==== DOCUMENT SEGMENT ====

Consequently, we obtain the following estimation:

$$|a_n|\lesssim {\displaystyle \frac{{\mu }^n}{n!}}.$$

(47)

To demonstrate the theorem’s second part, since

$$\sum _{n=0}^{\infty }|a_n{L}_n^{\ast }\left(t\right)|=\sum _{n=0}^{\infty }|a_n||L_n^{\ast }\left(t\right)|\lesssim \sum _{n=0}^{\infty }{\displaystyle \frac{{\mu }^n{\varphi }^n}{n!}}=e^{\mu \varphi },$$

(48)

therefore, the series converges absolutely. □

Theorem 7.

If a function ${\displaystyle \chi =\chi (\xi ,t)={\chi }_1\left(\xi \right){\chi }_2\left(t\right)=\sum _{i=0}^{\infty }\sum _{j=0}^{\infty }{c}_{ij}{L}_i^{\ast }\left(\xi \right)L_j^{\ast }\left(t\right)}$, with $|{\chi }_1^{\left(i\right)}\left(0\right)|\le {\mu }_1^i$ and $|{\chi }_2^{\left(i\right)}\left(0\right)|\le {\mu }_2^i$, where ${\mu }_1,{\mu }_2$ are positive constants. We obtain

$$|c_{ij}|\lesssim {\displaystyle \frac{{{\mu }_1}^i{{\mu }_2}^j}{i!j!}}.$$

(49)

Moreover, the series converges absolutely.

Proof. 

Using Lemma 2 along with the assumptions of the theorem $\chi ={\chi }_1\left(\xi \right){\chi }_2\left(t\right)$, we can write

$$\chi =\sum _{i=0}^{\infty }\sum _{j=0}^{\infty }\sum _{s=i}^{\infty }\sum _{r=j}^{\infty }{\displaystyle \frac{{\chi }_1^{\left(s\right)}\left(0\right){\chi }_2^{\left(r\right)}\left(0\right){\lambda }_{j,r}{\lambda }_{i,s}}{s!r!}}{L}_i^{\ast }\left(\xi \right)L_j^{\ast }\left(t\right).$$

(50)

Now, the expansion coefficients $c_{ij}$ can be written as

$$c_{ij}=\sum _{s=i}^{\infty }\sum _{r=j}^{\infty }{\displaystyle \frac{{\chi }_1^{\left(s\right)}\left(0\right){\chi }_2^{\left(r\right)}\left(0\right){\lambda }_{j,r}{\lambda }_{i,s}}{s!r!}}.$$

(51)

==== INFORMATION SHOWN ====

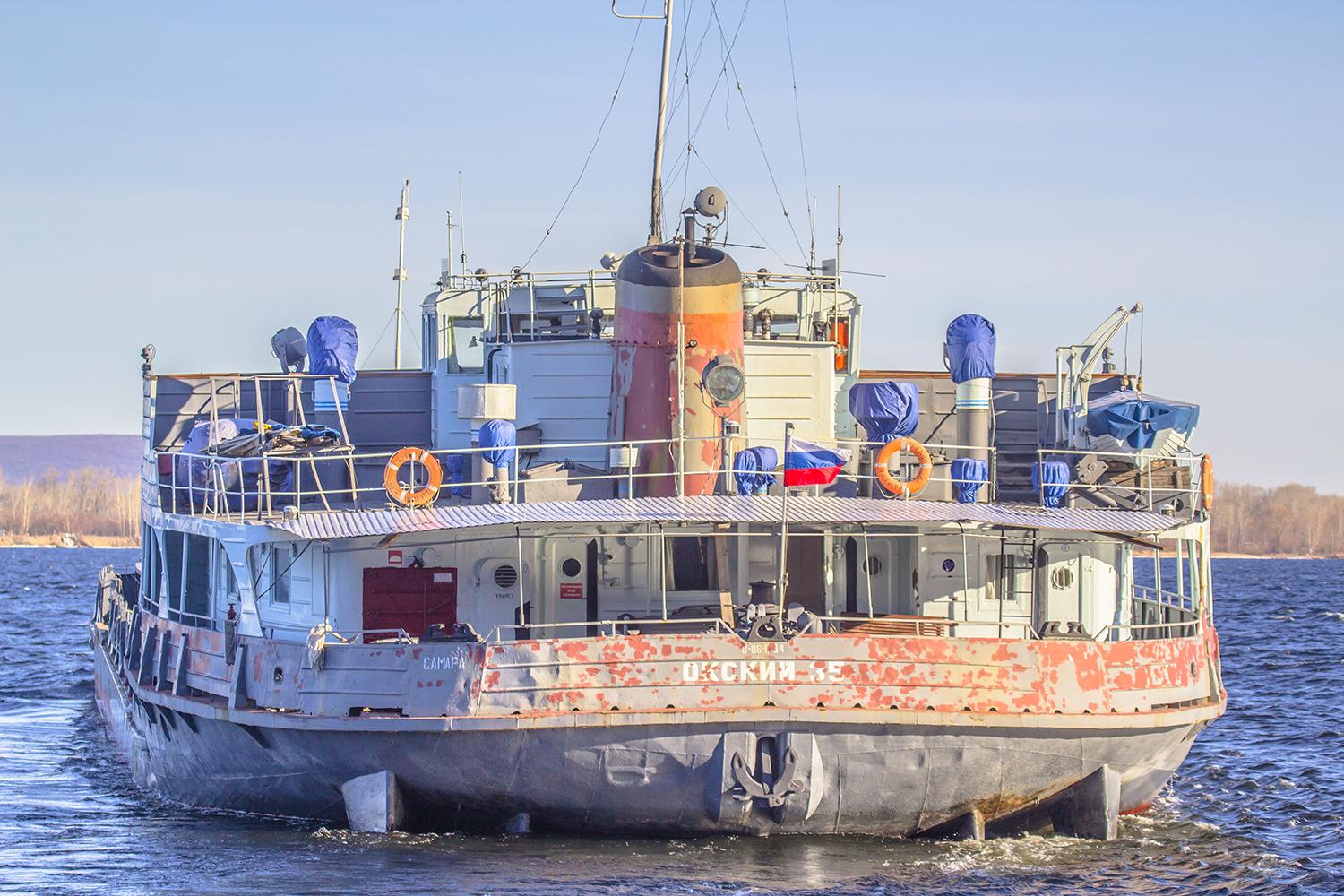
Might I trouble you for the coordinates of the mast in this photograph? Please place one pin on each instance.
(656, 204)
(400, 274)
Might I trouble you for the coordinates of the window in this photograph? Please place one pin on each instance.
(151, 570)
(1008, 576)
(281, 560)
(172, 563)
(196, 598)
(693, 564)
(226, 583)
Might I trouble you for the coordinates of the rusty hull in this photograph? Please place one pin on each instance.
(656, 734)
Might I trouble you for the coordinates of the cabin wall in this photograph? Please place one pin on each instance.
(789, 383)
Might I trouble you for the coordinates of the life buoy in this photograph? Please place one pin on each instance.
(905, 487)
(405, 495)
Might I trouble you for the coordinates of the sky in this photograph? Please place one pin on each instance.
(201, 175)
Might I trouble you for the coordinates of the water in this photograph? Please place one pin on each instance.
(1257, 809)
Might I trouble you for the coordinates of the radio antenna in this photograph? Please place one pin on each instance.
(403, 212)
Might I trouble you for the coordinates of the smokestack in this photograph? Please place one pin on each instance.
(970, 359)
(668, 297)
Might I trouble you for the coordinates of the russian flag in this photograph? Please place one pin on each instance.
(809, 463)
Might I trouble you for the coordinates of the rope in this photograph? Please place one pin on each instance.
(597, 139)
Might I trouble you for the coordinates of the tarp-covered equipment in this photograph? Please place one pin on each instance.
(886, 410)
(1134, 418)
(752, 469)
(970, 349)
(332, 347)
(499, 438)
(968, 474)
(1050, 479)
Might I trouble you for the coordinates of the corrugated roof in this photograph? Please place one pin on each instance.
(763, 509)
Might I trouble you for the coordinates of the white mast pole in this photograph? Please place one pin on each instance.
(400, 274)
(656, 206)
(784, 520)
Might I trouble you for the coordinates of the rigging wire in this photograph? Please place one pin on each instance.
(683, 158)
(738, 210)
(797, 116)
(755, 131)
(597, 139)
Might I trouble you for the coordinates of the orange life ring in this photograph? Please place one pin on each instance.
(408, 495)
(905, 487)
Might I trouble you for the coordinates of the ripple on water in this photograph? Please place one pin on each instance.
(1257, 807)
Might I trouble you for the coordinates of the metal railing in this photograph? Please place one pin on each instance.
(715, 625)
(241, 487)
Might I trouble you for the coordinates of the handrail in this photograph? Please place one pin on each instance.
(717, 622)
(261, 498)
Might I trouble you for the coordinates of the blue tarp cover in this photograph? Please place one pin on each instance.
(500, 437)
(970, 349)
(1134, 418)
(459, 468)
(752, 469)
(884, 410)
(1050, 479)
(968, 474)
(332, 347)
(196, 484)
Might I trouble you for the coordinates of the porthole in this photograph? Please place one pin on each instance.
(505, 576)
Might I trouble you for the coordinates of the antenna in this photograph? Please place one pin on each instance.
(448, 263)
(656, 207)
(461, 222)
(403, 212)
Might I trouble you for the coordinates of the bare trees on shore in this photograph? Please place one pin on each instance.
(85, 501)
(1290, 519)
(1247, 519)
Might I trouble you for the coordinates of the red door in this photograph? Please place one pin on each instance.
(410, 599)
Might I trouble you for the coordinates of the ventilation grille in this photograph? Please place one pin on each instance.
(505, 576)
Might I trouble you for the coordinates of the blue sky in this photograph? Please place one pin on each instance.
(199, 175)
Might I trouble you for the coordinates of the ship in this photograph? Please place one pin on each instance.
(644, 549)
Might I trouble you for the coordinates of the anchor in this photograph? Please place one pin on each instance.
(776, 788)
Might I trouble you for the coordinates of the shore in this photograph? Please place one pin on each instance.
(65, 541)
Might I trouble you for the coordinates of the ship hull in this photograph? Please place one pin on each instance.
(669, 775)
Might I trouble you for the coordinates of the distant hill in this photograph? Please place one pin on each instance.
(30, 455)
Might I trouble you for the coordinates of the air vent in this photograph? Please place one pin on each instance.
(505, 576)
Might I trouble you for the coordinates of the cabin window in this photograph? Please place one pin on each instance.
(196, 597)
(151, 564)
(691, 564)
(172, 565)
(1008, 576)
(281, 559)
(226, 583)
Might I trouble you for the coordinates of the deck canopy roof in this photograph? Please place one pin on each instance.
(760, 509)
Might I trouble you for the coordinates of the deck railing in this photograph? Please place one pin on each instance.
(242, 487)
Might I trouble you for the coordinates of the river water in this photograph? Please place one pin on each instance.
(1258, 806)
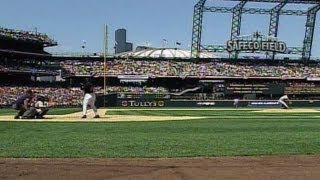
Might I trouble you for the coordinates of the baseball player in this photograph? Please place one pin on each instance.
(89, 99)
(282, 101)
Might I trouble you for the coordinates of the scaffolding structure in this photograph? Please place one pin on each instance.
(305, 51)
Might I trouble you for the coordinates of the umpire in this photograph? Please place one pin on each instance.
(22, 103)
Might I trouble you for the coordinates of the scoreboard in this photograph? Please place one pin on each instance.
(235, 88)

====

• **INSTRUCTIONS**
[A] According to the excerpt, which lemma does the proof of Theorem 7 use?
[B] Switch "positive" to "real" and give the excerpt again, starting at "If a function" and ending at "Moreover, the series converges absolutely.".

• **TASK-BY-TASK RESULTS**
[A] Lemma 2

[B]
If a function ${\displaystyle \chi =\chi (\xi ,t)={\chi }_1\left(\xi \right){\chi }_2\left(t\right)=\sum _{i=0}^{\infty }\sum _{j=0}^{\infty }{c}_{ij}{L}_i^{\ast }\left(\xi \right)L_j^{\ast }\left(t\right)}$, with $|{\chi }_1^{\left(i\right)}\left(0\right)|\le {\mu }_1^i$ and $|{\chi }_2^{\left(i\right)}\left(0\right)|\le {\mu }_2^i$, where ${\mu }_1,{\mu }_2$ are real constants. We obtain

$$|c_{ij}|\lesssim {\displaystyle \frac{{{\mu }_1}^i{{\mu }_2}^j}{i!j!}}.$$

(49)

Moreover, the series converges absolutely.